## DIRECTIONS FOR THIS TASK
Every record below is to be retyped exactly.

## INPUT ROWS
☆ ☆ ☆ ☆ ☆
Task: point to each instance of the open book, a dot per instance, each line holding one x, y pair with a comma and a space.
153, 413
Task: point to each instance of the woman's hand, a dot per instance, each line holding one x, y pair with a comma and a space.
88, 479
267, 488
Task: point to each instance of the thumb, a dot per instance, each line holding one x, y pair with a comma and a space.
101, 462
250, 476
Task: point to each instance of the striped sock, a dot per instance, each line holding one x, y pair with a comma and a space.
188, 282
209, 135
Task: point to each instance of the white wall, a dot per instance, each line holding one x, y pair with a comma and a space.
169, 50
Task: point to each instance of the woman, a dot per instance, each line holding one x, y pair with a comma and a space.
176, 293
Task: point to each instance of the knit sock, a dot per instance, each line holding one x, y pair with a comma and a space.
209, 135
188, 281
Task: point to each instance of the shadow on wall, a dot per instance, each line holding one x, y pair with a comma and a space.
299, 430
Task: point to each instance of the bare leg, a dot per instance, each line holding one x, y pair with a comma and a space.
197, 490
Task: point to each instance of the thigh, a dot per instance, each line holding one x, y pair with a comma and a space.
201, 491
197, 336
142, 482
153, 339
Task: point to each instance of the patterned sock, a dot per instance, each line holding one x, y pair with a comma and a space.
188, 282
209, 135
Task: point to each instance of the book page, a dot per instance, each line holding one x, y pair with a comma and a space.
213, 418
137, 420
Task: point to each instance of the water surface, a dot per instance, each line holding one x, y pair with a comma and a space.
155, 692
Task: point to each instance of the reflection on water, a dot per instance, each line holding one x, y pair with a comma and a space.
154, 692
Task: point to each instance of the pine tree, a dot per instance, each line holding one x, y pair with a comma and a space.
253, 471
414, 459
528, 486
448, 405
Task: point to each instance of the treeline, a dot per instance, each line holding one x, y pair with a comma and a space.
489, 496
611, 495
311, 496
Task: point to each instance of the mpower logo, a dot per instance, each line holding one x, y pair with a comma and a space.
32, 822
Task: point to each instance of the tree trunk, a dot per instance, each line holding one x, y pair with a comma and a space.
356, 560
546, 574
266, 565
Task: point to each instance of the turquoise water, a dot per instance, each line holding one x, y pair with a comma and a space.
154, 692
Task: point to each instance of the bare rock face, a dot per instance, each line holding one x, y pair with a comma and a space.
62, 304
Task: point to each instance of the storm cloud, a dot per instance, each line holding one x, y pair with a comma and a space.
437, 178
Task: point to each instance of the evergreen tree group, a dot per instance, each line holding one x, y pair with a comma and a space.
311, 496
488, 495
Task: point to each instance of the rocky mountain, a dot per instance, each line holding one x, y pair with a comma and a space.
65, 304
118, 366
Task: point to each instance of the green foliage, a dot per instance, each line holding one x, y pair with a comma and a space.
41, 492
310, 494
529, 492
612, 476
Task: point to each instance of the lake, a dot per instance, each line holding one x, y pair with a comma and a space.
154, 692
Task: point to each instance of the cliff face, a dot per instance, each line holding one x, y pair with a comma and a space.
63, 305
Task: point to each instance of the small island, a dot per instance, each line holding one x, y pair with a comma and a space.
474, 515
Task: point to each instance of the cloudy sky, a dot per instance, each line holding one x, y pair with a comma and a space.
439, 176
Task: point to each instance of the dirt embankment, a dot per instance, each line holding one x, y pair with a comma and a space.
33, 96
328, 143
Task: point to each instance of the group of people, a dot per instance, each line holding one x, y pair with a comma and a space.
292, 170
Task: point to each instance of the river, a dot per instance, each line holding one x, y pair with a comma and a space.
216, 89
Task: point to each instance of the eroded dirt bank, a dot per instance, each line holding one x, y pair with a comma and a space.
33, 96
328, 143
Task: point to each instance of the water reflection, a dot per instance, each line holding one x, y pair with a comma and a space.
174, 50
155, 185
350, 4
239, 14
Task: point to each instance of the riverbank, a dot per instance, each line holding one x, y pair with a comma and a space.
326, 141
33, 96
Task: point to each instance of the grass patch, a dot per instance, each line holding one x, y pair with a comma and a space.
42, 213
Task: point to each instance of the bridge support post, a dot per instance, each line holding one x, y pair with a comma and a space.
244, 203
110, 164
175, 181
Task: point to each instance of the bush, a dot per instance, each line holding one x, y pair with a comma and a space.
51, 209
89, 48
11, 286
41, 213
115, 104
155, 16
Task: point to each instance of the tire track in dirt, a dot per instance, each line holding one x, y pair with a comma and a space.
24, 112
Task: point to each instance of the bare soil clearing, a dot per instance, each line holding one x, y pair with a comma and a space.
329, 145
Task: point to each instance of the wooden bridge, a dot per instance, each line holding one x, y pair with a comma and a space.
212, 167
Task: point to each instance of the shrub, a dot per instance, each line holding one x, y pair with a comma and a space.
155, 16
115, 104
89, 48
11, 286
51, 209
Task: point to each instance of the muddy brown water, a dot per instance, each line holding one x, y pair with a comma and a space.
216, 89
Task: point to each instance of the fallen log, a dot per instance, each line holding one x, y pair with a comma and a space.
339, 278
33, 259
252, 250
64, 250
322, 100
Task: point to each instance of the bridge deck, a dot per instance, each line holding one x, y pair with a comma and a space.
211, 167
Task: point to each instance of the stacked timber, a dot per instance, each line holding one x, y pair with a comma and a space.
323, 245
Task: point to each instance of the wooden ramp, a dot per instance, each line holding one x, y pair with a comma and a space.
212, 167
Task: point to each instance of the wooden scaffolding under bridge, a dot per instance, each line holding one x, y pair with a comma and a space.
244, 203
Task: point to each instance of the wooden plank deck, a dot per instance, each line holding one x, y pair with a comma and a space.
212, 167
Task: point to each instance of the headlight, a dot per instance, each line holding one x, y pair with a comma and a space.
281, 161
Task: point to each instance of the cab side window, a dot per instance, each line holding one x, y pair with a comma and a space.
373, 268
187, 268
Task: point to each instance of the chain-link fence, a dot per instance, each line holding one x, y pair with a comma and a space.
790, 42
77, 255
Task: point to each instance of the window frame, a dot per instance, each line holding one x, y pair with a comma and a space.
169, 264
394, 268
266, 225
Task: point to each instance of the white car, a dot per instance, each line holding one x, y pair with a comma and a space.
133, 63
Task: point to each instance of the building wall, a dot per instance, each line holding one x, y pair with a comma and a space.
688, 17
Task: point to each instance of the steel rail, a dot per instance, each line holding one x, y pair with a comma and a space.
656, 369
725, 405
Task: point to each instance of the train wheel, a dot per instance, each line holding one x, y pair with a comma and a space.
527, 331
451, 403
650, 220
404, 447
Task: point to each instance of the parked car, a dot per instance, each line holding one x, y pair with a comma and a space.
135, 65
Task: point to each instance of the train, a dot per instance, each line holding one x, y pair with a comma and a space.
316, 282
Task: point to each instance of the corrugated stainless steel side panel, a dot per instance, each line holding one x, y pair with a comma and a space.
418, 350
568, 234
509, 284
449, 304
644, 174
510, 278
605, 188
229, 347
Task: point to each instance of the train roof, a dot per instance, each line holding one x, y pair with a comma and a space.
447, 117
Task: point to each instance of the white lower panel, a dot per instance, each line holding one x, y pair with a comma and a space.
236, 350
☆ ☆ ☆ ☆ ☆
## WRITTEN SOLUTION
Task: point to each instance of the open book, a dot per instance, each line holding one x, y pair with a comma and a space.
153, 413
Task: point to each instance of the woman's hand, a dot per instance, each line holding one x, y pair with a comma and a space.
88, 479
267, 488
Task: point to each instance of the thumb, a dot per instance, each line holding one x, y pair with a comma and a space.
101, 462
250, 476
Task: point to each instance of the striped sock, a dot per instance, each line holding one x, y pair with a comma and a space.
188, 282
209, 135
Task: point to each instance of the white wall, a dot per instance, each line holding one x, y pair with a comma and a space.
169, 50
Task: point to each instance of the woman, a dot per instance, each line holding one x, y pair with a comma and a space.
176, 293
Task: point to each instance of the knit sock, a dot per instance, each line holding one x, y pair with a comma and a space.
209, 135
188, 281
Task: point to each instance of the shadow on wall, a dot per instance, each line holding one x, y pair with a comma and a space.
299, 430
Task: point to each instance of the bare leg, a dot per instance, each line holding one x, y pair with a comma and a space.
197, 490
Task: point to each instance of the thigh, a dot per instance, each line holding one x, y pair with a comma and a space.
201, 491
197, 336
142, 482
153, 339
Task: point to each instance of the patterned sock, a dot per instance, each line holding one x, y pair with a comma and a space.
188, 282
209, 135
Task: point to each instance of the book page, a dot per instance, each line holding one x, y pair with a comma and a space.
213, 418
137, 420
Task: point to each instance of the water surface, a dot per instance, each line holding one x, y pair with a comma and a space.
155, 692
Task: point to each instance of the reflection on water, a dot per instance, each line holding one x, y pair with a comma and a space.
154, 692
Task: point to each instance of the pine tree, a dot per instance, each line holding one x, y pair with a comma and a space.
253, 471
414, 459
528, 486
448, 405
Task: point to each instance of the treeline, a dot per instance, each line holding one x, y pair with a comma and a space.
489, 496
611, 495
311, 496
Task: point to each instance of the mpower logo, a dot per instance, each line holding one x, y pair with a comma and a space.
32, 822
Task: point to each instance of the tree trunk, a dot per instance, each line holding one x, y pair with a comma and a space.
356, 560
546, 574
266, 565
Task: point to each instance of the turquoise water, a dot per instance, each line holding one x, y pair with a comma and a space.
154, 692
Task: point to each instance of the bare rock face, a dot per instance, each line holding one x, y pair with a comma and a space.
62, 304
Task: point to each instance of the storm cloud, a dot per instance, each line holding one x, y pair with a comma and a space.
437, 178
Task: point to each instance of the evergreen tree group, a dot per instance, each line holding one x, y pair with a comma and a space.
311, 496
488, 495
Task: point to each instance of the rocky mountain, a dot per instance, each line holding one x, y pair with a comma and a space.
65, 304
118, 366
Task: point to each instance of the green foliage, a dot per instance, each line holding one x, y pair with a comma and a space.
41, 492
310, 494
529, 492
612, 476
Task: point to each instance of the lake, a dot per instance, each line holding one x, y pair with a comma and a space.
154, 692
Task: point to each instance of the cliff face, a dot per instance, each line holding one x, y pair with a comma and a space.
63, 305
Task: point to each instance of the small island, a dot per instance, each line holding one x, y pair with a comma and a space.
474, 515
Task: point to each instance of the cloudy sky, a dot per instance, each line holding one x, y pair with a comma and a space.
439, 176
Task: point to each instance of the dirt embankment, a dot per instance, each line holding one x, y pair with a comma and a space.
33, 96
328, 143
Task: point to each instance of the group of people, a dot per instance, each line holding one x, y pair with a comma and a space.
292, 170
Task: point to each instance of the river, a dot per instance, each line holding one x, y pair with a comma and a space.
216, 89
Task: point to each instance of the eroded dirt bank, a dot per instance, each line holding one x, y pair with a comma and a space.
33, 96
328, 143
Task: point to each instance of the water reflection, a dot per instance, each line holding one x, y pair with a comma and a space.
174, 50
155, 185
350, 4
239, 14
Task: point to each instance of the riverbank, a dot per instance, each line holding one x, y pair with a comma and a space.
326, 141
33, 96
Task: point to each instance of the grass patch, a dot per instance, each line holding one x, y pair with a comma and a space.
42, 213
Task: point to each instance of the bridge support post, a dot per instance, each line holding one x, y pair with a comma and a space.
244, 203
110, 164
175, 181
Task: point to each instance of the bush, a dot per instance, each line holding one x, y pair with a comma and a space.
51, 209
89, 48
11, 286
41, 213
115, 104
155, 16
Task: point to each instance of the tire track in dirt, a dot per instance, each line holding one x, y pair with a comma and a space.
24, 112
Task: point to each instance of the bare soil clearing, a dot per instance, each line holding one x, y pair with a comma and a space.
329, 145
Task: point to each instance of the wooden bridge, a dot per instance, each line holding one x, y pair with a comma and a space.
212, 167
Task: point to each instance of the shrub, a dot per instance, each line holding one x, y pair with a comma and a space.
155, 16
115, 104
89, 48
11, 286
51, 209
Task: point to each instance of the muddy brown water, a dot per instance, each line holding one x, y pair with a comma and a space.
216, 89
Task: point to each instance of the fallen log, a dot per instance, each line holding one x, y pair with a comma and a space.
339, 278
33, 259
252, 250
64, 250
322, 100
Task: point to each instance of the bridge deck, a dot per instance, each line holding one x, y pair with a comma and a space.
211, 167
Task: point to each instance of the stacked timber, a dot per instance, each line holding one x, y pair with a comma and a space.
323, 245
Task: point to each instance of the wooden ramp, a dot per instance, each line holding one x, y pair with a comma and a space.
212, 167
Task: point to each instance of the wooden scaffolding under bridge, a dot per instance, each line holding one x, y pair with a comma and a space.
244, 203
Task: point to each instance of the wooden plank deck, a dot per instance, each line holding one x, y pair with a comma and a space.
212, 167
Task: point to each instance of the headlight, a dot per instance, each line holding one x, y pair with a comma and a space.
281, 161
Task: point to each instance of the cab side window, a dot per instance, each line holding one x, y pair with a comma and a space.
373, 268
187, 268
Task: point to each instance of the chain-link fence, a dot per instance, each line holding one x, y pair with a comma and a space.
790, 42
77, 255
Task: point to each instance of the window frame, a dot per instance, each line holding one x, y pair with a comma and a space.
169, 264
394, 268
266, 225
Task: point to each instance of the white car, a dot per instance, each line holding one x, y pair with a comma and a space.
133, 63
Task: point to each instance of the building wall, a dot per instance, each line holding one x, y pair with a comma and a space.
688, 17
Task: point to each instance of the steel rail, a dot per instance, each line holding one x, y pair with a comma and a space.
656, 369
725, 405
Task: point to each instance of the train wheel, a dot per instance, each line holding one x, y pair with a comma and a space.
527, 331
451, 403
650, 220
404, 447
Task: point to each instance of the parked car, a dot per instance, each line holding one x, y pair with a comma and a space.
135, 65
Task: point to each instance of the train, a dot per instance, each line holding one x, y pair with a comma and a space.
316, 282
Task: point to each instance of the corrugated stainless steel side panel, a dot per instance, each line holding one x, y pair with a comma and a space.
418, 350
568, 234
509, 284
449, 304
644, 174
510, 278
605, 188
229, 347
Task: point to each instance of the train roof, a dot per instance, each line holding one x, y pair with a comma and a space.
447, 117
Task: point to each instance of the white lower panel, a dot per instance, each line holding one x, y pair with a comma and a space.
236, 350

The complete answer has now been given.